**Material for this exercise**
========

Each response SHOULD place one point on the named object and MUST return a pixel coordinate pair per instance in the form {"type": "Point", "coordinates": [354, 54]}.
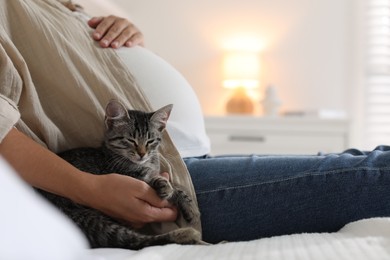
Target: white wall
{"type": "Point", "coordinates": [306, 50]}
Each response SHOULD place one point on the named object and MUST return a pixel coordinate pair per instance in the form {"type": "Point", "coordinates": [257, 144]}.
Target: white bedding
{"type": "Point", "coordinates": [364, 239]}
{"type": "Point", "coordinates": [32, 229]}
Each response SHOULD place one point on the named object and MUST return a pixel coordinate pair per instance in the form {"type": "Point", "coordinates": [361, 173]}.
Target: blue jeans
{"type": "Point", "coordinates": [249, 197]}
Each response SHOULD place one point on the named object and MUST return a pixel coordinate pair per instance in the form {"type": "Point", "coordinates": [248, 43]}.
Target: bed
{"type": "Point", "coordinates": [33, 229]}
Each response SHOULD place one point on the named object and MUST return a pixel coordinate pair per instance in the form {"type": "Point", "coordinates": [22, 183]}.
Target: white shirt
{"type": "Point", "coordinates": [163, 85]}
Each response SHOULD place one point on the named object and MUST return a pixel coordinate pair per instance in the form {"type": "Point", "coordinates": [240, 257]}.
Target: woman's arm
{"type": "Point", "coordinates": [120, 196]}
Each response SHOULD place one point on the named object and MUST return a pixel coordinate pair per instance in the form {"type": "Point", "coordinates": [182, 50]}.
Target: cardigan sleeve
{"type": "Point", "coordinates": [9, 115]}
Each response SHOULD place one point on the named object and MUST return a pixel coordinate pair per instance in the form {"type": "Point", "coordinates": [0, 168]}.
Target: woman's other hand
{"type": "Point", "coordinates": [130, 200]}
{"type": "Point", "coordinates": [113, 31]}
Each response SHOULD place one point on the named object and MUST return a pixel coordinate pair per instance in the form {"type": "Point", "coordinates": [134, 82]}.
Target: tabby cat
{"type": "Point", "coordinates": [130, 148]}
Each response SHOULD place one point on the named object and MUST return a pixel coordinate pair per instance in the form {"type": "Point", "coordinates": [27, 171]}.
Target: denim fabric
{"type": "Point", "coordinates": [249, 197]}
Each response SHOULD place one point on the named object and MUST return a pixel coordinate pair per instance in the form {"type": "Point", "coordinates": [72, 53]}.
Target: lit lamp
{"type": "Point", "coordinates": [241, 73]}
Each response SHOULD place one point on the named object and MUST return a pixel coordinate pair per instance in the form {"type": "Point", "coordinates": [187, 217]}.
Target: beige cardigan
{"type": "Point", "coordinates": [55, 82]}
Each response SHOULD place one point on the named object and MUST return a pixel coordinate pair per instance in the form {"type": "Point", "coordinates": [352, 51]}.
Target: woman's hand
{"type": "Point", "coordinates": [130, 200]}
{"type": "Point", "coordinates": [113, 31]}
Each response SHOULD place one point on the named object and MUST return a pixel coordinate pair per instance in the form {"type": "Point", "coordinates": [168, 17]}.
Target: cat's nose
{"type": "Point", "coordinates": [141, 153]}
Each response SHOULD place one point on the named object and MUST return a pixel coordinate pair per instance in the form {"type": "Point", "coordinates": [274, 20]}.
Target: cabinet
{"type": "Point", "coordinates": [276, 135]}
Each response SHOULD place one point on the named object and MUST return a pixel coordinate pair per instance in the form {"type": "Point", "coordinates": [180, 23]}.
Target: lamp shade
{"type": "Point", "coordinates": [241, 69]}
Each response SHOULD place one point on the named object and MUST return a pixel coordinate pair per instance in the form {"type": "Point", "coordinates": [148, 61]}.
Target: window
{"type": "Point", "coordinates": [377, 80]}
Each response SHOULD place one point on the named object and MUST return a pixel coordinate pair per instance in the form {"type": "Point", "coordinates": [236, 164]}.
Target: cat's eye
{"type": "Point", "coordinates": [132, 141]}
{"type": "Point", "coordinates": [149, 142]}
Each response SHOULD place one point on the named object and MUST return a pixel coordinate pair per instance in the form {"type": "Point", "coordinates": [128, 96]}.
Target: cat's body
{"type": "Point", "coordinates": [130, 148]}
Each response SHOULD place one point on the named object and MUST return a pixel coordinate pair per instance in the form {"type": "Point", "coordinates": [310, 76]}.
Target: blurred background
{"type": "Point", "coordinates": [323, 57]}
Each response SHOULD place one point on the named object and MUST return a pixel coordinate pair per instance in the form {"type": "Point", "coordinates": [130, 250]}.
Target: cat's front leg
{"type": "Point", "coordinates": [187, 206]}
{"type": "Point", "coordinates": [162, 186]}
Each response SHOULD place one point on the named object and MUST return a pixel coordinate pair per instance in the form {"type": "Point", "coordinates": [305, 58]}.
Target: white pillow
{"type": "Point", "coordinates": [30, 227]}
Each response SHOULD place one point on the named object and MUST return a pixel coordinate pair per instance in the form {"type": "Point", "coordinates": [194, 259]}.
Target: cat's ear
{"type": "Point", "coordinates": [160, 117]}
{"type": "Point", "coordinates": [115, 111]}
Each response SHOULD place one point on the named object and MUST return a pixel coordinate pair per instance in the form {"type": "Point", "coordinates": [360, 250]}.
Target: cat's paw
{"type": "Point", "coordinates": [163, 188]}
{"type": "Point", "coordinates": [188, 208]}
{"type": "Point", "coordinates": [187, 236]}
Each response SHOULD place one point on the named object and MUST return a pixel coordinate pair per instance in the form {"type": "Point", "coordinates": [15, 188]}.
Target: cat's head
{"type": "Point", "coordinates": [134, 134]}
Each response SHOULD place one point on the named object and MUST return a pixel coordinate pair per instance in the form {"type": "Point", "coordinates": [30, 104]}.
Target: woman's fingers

========

Exactly reproduce each record, leaving out any pictures.

**The output**
Each response SHOULD place one point on the named object and MUST return a pixel coordinate pair per instance in the form {"type": "Point", "coordinates": [354, 54]}.
Target: white wall
{"type": "Point", "coordinates": [306, 50]}
Each response SHOULD place one point on the named object and MUST return a pixel coordinate pair per instance in the form {"type": "Point", "coordinates": [257, 144]}.
Target: white bedding
{"type": "Point", "coordinates": [364, 239]}
{"type": "Point", "coordinates": [32, 229]}
Each response SHOULD place one point on the named object and MUST return a pixel coordinate pair per instance in the form {"type": "Point", "coordinates": [361, 173]}.
Target: blue jeans
{"type": "Point", "coordinates": [249, 197]}
Each response SHOULD place one point on the named object and MUST return a pixel coordinate pair per instance in the form {"type": "Point", "coordinates": [248, 43]}.
Target: bed
{"type": "Point", "coordinates": [33, 229]}
Each response SHOULD place one point on the named object and MUST return a pixel coordinate pair per instance in the form {"type": "Point", "coordinates": [22, 183]}.
Target: white shirt
{"type": "Point", "coordinates": [163, 85]}
Each response SHOULD place one point on the named object and MUST return a pixel coordinate pair per instance in the form {"type": "Point", "coordinates": [240, 257]}.
Target: woman's arm
{"type": "Point", "coordinates": [120, 196]}
Each response SHOULD place one point on the named object and MUST return a pixel coordinate pair per instance in the form {"type": "Point", "coordinates": [182, 50]}.
Target: cardigan sleeve
{"type": "Point", "coordinates": [9, 115]}
Each response SHOULD place one point on the named object and MUST return a pixel coordinate pair per instance in the form {"type": "Point", "coordinates": [0, 168]}.
Target: woman's other hand
{"type": "Point", "coordinates": [130, 200]}
{"type": "Point", "coordinates": [113, 31]}
Each response SHOULD place one point on the named object and MUST return a pixel coordinate pair per instance in the form {"type": "Point", "coordinates": [134, 82]}.
Target: tabby cat
{"type": "Point", "coordinates": [130, 148]}
Each response SHOULD place one point on the named object and MUST return a pixel coordinate pair per instance in the form {"type": "Point", "coordinates": [27, 171]}.
Target: denim fabric
{"type": "Point", "coordinates": [249, 197]}
Each response SHOULD place one point on the named object and MUST return a pixel coordinate pair per instance in the form {"type": "Point", "coordinates": [72, 53]}.
Target: lit lamp
{"type": "Point", "coordinates": [241, 73]}
Each response SHOULD place one point on the named object and MUST return a pixel coordinate pair per instance in the form {"type": "Point", "coordinates": [187, 217]}.
Target: beige cardigan
{"type": "Point", "coordinates": [55, 82]}
Each response SHOULD place one point on the named object and MUST return a pixel coordinate pair per instance in the form {"type": "Point", "coordinates": [352, 51]}.
Target: woman's hand
{"type": "Point", "coordinates": [130, 200]}
{"type": "Point", "coordinates": [113, 31]}
Each response SHOULD place one point on the named object and MUST return a pixel coordinate pair per instance in the form {"type": "Point", "coordinates": [168, 17]}.
Target: cat's nose
{"type": "Point", "coordinates": [141, 153]}
Each response SHOULD place one point on the named object and MUST return a pixel coordinate pair per instance in the form {"type": "Point", "coordinates": [274, 20]}.
Target: cabinet
{"type": "Point", "coordinates": [276, 135]}
Each response SHOULD place one point on the named object and MUST return a pixel coordinate pair per instance in the form {"type": "Point", "coordinates": [180, 23]}.
Target: lamp shade
{"type": "Point", "coordinates": [241, 69]}
Each response SHOULD place one point on the named object and MUST return a pixel coordinate pair per instance in the form {"type": "Point", "coordinates": [148, 61]}.
Target: window
{"type": "Point", "coordinates": [377, 80]}
Each response SHOULD place one point on the named object and MUST return a pixel coordinate pair per instance in the form {"type": "Point", "coordinates": [236, 164]}.
Target: cat's eye
{"type": "Point", "coordinates": [132, 141]}
{"type": "Point", "coordinates": [149, 142]}
Each response SHOULD place one point on the named object and MUST return a pixel coordinate pair per instance in the form {"type": "Point", "coordinates": [128, 96]}.
Target: cat's body
{"type": "Point", "coordinates": [130, 148]}
Each response SHOULD place one point on the named object and MUST return a pixel coordinate pair per instance in the form {"type": "Point", "coordinates": [310, 76]}.
Target: blurred background
{"type": "Point", "coordinates": [323, 57]}
Each response SHOULD place one point on the named object and MUST return a pixel coordinate pair per instance in the form {"type": "Point", "coordinates": [130, 250]}.
Target: cat's front leg
{"type": "Point", "coordinates": [187, 206]}
{"type": "Point", "coordinates": [162, 186]}
Each response SHOULD place one point on the named object and MUST return a pixel coordinate pair per instance in the form {"type": "Point", "coordinates": [305, 58]}.
Target: white pillow
{"type": "Point", "coordinates": [30, 227]}
Each response SHOULD place one point on the named object and MUST return a pixel coordinate pair per instance in the form {"type": "Point", "coordinates": [194, 259]}.
Target: cat's ear
{"type": "Point", "coordinates": [160, 117]}
{"type": "Point", "coordinates": [115, 111]}
Each response SHOULD place one point on the named object and MUST return a pixel coordinate pair per instance in the form {"type": "Point", "coordinates": [360, 250]}.
Target: cat's paw
{"type": "Point", "coordinates": [163, 188]}
{"type": "Point", "coordinates": [188, 208]}
{"type": "Point", "coordinates": [187, 236]}
Each response SHOULD place one point on the named object and MUST return a pixel coordinate pair per instance in the form {"type": "Point", "coordinates": [15, 188]}.
Target: cat's head
{"type": "Point", "coordinates": [134, 134]}
Each response SHOULD place one point on the named object and MUST return a pixel coordinate pair per instance in the form {"type": "Point", "coordinates": [30, 104]}.
Target: woman's fingers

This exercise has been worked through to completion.